▶ **INPUT ROWS**:
** begin **

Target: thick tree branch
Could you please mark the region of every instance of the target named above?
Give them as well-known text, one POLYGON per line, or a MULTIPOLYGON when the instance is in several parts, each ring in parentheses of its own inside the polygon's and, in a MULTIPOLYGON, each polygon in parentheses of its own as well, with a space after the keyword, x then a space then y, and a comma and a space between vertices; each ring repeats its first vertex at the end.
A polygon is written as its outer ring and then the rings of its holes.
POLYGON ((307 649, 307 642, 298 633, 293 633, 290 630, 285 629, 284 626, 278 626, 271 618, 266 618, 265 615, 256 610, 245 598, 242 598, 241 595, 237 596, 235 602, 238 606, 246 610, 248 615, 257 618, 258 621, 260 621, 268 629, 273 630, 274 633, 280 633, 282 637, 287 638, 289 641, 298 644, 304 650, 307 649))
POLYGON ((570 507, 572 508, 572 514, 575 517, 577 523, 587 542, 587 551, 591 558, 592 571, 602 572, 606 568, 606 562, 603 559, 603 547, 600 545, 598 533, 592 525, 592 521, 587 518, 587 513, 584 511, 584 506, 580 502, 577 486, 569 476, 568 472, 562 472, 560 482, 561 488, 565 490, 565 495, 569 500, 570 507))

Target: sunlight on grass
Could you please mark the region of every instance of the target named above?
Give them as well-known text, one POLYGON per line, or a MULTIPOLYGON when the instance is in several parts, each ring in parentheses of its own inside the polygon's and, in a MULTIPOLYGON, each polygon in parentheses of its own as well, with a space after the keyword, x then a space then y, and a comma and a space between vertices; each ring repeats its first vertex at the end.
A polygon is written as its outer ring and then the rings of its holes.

** end **

▶ **PROBLEM DESCRIPTION**: Please present every line of the records above as a numbered list, leaving out the blank lines.

▶ **EXERCISE RESPONSE**:
1. Target: thick tree branch
2. Could you please mark the region of every instance of the target named above?
3. Give them as well-known text, one POLYGON per line, or a MULTIPOLYGON when the instance is in several parts, each ring in parentheses of its own inside the polygon's and, in a MULTIPOLYGON, each polygon in parentheses of its own as well, with a space after the keyword, x then a space then y, and a comma and a space between vertices; each ring repeats its first vertex at the end.
4. A polygon is written as its outer ring and then the rings of its holes.
5. POLYGON ((307 649, 307 642, 298 633, 293 633, 290 630, 285 629, 284 626, 278 626, 271 618, 266 618, 265 615, 256 610, 245 598, 242 598, 241 595, 237 596, 235 602, 238 606, 246 610, 248 615, 257 618, 258 621, 260 621, 268 629, 273 630, 274 633, 280 633, 282 637, 287 638, 289 641, 298 644, 304 650, 307 649))
6. POLYGON ((570 507, 572 508, 572 514, 575 517, 577 523, 587 542, 587 551, 591 558, 592 571, 602 572, 606 568, 606 562, 603 559, 603 547, 600 545, 598 533, 592 525, 592 521, 587 518, 587 513, 584 511, 584 506, 580 502, 577 486, 569 476, 568 472, 562 472, 560 482, 561 488, 565 490, 565 495, 569 500, 570 507))
7. Target: sunlight on grass
8. Could you please mark the region of every instance of the target named above?
9. Give them as well-known text, one POLYGON per line, or a MULTIPOLYGON when the instance is in several parts, each ring in parentheses of its own inside the polygon's and, in a MULTIPOLYGON, each polygon in parentheses of its own as well, with a space after the keyword, x then a space then y, and a comma and a space between vertices; each ring repeats its first vertex at the end.
10. A polygon is written as its outer ring and then the rings of its holes.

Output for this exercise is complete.